§ **ASSIGNED TASK**
Reproduce the whole listing, keeping every character the same.

----

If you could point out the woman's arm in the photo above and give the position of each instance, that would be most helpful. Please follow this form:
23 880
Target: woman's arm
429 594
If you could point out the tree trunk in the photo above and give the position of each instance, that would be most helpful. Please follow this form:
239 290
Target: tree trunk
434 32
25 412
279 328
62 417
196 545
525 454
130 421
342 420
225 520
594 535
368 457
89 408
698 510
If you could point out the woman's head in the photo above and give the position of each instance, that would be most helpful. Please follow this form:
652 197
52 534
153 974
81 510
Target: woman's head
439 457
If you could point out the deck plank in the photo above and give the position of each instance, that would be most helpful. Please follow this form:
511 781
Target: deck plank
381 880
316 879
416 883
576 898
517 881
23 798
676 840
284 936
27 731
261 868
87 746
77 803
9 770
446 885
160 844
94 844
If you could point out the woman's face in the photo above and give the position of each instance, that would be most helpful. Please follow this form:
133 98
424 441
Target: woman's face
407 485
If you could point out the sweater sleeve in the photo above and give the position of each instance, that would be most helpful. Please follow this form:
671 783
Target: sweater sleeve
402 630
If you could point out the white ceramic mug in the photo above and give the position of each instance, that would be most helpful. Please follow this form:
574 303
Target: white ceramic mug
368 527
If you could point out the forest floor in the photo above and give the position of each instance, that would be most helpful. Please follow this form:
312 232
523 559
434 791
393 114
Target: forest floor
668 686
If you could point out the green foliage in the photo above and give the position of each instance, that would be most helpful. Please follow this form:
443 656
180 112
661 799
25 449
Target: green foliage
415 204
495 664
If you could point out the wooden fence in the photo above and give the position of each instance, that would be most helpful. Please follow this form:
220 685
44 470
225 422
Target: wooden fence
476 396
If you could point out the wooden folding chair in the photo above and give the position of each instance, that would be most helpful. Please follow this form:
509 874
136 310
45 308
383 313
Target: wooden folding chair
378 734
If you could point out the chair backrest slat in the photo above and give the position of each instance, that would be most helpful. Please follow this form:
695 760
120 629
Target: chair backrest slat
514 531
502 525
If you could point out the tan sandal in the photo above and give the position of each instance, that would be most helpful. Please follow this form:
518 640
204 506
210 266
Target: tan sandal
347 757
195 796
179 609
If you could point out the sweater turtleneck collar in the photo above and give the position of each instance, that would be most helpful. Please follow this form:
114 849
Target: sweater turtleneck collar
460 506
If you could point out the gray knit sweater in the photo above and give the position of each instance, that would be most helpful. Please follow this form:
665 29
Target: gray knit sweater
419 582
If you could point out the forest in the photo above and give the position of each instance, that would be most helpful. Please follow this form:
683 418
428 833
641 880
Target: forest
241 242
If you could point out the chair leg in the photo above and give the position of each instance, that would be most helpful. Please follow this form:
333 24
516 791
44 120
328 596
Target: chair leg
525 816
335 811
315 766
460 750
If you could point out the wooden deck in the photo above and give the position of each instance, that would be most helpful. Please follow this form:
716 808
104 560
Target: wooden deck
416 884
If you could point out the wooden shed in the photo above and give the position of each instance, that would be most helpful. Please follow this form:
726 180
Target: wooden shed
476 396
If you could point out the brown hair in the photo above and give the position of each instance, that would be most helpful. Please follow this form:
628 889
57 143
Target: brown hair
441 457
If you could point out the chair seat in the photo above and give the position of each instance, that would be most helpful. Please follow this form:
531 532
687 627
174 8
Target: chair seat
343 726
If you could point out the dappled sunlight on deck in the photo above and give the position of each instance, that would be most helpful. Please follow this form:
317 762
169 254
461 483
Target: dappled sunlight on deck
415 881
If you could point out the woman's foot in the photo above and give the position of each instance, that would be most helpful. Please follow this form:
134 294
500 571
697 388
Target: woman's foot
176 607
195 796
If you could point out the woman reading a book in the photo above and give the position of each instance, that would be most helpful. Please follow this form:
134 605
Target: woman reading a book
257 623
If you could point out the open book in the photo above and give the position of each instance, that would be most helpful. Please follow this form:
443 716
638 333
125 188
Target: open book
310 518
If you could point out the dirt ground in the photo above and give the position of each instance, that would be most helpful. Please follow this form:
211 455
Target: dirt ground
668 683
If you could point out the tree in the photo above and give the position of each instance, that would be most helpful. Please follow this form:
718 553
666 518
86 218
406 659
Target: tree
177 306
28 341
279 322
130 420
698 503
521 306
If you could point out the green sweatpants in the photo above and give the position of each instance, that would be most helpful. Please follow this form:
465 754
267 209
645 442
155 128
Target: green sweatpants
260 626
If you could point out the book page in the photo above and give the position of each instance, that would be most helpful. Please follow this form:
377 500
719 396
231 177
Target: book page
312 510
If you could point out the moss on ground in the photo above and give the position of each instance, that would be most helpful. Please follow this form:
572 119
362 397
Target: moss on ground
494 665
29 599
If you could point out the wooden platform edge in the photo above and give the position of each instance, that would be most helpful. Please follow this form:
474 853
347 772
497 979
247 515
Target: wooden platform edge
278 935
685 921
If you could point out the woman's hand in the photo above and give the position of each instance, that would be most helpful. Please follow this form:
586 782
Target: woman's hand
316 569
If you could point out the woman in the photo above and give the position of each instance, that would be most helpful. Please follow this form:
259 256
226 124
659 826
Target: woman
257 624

----

§ **EXERCISE SOLUTION**
If you could point out the woman's arm in the photo above and give the position of each instance, that would be most helpful. Please follow this form:
23 880
Target: woman's arm
429 594
If you could point out the tree trunk in the photo above and give the position of each instance, that would be most helpful. Please follow this form:
239 290
Target: tree trunk
434 32
25 412
279 328
62 417
196 545
525 454
130 421
342 420
225 520
594 535
368 457
89 408
698 510
If you could point out the woman's head in the photo above and give the position of each instance, that would be most helpful. Please follow this form:
652 197
52 534
153 974
81 510
Target: woman's head
439 457
If you could point out the deck plank in the photo above and give the position of each instance, that would be most helpful. Please follow this form:
511 781
Target: deck plank
381 880
316 879
416 883
576 898
517 881
23 798
676 840
284 936
27 731
261 868
87 746
77 803
9 770
446 885
160 844
94 844
If you could point out the woman's face in the photo above and give the position of each instance, that would be most helpful. Please follow this form:
133 98
424 441
Target: woman's face
407 485
If you could point out the sweater sleeve in the photo above and give the position of each instance, that would be most helpful. Please follow this form:
671 783
Target: sweater sleeve
402 630
If you could point out the white ceramic mug in the photo above and give the position of each instance, that would be most helpful. Please follow this form:
574 303
Target: white ceramic mug
368 527
If you could point out the forest floor in the photo above and give the position of each instance, that would be most helpful. Please follow this form:
312 232
523 559
434 791
393 114
Target: forest floor
668 686
If you could point out the green foliage in the photo above and give the position of each instance, that would be most helpful. Please follow this form:
443 656
180 112
661 799
25 449
Target: green foliage
415 204
495 664
If you could point out the wooden fence in the photo above and give the position of each instance, that would be most helpful. Please follow this form:
220 685
44 470
225 422
Target: wooden fence
476 396
If you could point out the wooden folding chair in the photo above and give the position of each instance, that would be most helpful. Please follow this form:
509 874
136 310
45 308
383 313
Target: wooden folding chair
378 734
If you could point out the chair backrest slat in the photo above and give the position of each instance, that would be most helpful. Please follow this form:
695 760
120 629
Target: chair backrest slat
514 531
502 525
If you could point out the tan sandal in the photo above and give the position of each instance, that would be most helpful. Please follow this form:
518 640
204 506
210 266
Target: tan sandal
347 757
195 796
179 609
If you could point out the sweater turtleneck collar in the photo above and give the position of each instance, that would be most helpful. Please follow this form:
114 849
Target: sweater turtleneck collar
460 506
If you could point out the gray knit sweater in the photo above and give the position of each instance, that would be most helpful. Please follow this form:
665 29
Target: gray knit sweater
419 582
If you could point out the forest in the photo above and give the position of each instance, that would be most helpful. Please follow this form:
683 418
428 833
641 880
Target: forest
241 242
If you could point out the chair leg in the photo above and give the position of each instance, that would be most helpful. Please follow this form:
333 24
516 791
44 120
328 596
Target: chair leg
525 816
335 811
315 766
460 750
If you could point out the wooden deck in the photo above and give the position of each instance, that would be most helpful. Please follow this form:
716 808
104 560
Target: wooden deck
416 884
If you could point out the wooden shed in the photo above and give the position of each instance, that would be most helpful. Please follow this form:
726 180
Target: wooden shed
476 396
If you could point out the brown hair in the photo above and give the position of each instance, that would be most helpful. Please follow this form:
628 889
57 143
Target: brown hair
441 457
If you could point out the chair seat in the photo above and give the position of each instance, that would be most helpful. Please follow this form:
531 532
687 627
174 8
Target: chair seat
343 726
If you could point out the dappled sunlight on deck in the photo above and give the position of each instance, that would be most helpful. Please follow this form:
317 762
169 254
461 483
Target: dappled sunlight on deck
415 881
If you could point out the woman's foot in the photo above and give the position of each instance, that would be most helpful. Please follow this form:
134 294
500 571
697 388
Target: woman's foot
176 607
195 796
If you could point out the woman reading a book in the photo above and give the position of each instance, that would be most helpful. Please follow this form:
134 605
Target: woman reading a book
257 623
If you could point out the open book in the photo above and give the position of each instance, that would be most helpful. Please follow this form:
443 716
638 333
125 188
Target: open book
310 518
If you could point out the dirt ground in the photo above and give the position of each instance, that would be most helpful. Please follow this form:
211 455
Target: dirt ground
668 683
If you could point out the tree in the photo above and give the position of each instance, that would be most helpful. Please follow this form:
718 553
666 518
86 218
406 659
Target: tree
177 306
28 341
279 322
130 420
698 503
521 306
If you could point out the green sweatpants in the photo above and give the position of each instance, that would be most helpful. Please follow this form:
465 754
267 209
645 442
155 128
Target: green sweatpants
260 626
If you could point out the book page in the photo above and give the position of each instance, that would be most helpful. Please follow this form:
377 500
719 396
231 177
Target: book page
312 510
If you could point out the moss on ground in the photo above and give the position of each instance, that would be most helpful. Please follow this form:
572 119
362 397
Target: moss on ground
494 665
29 599
If you could point out the wooden platform edge in the photo above and give the position of each instance, that would be most helpful. Please follow this form:
474 853
347 772
497 979
247 515
Target: wooden platform edge
278 935
685 921
If you could point out the woman's hand in the photo above and give the position of each instance, that would be most helpful. Please follow this form:
586 782
Target: woman's hand
316 569
If you could point out the woman in the photo above and give the position of each instance, that would be most helpful. Please follow this form:
259 256
226 124
659 826
Target: woman
257 624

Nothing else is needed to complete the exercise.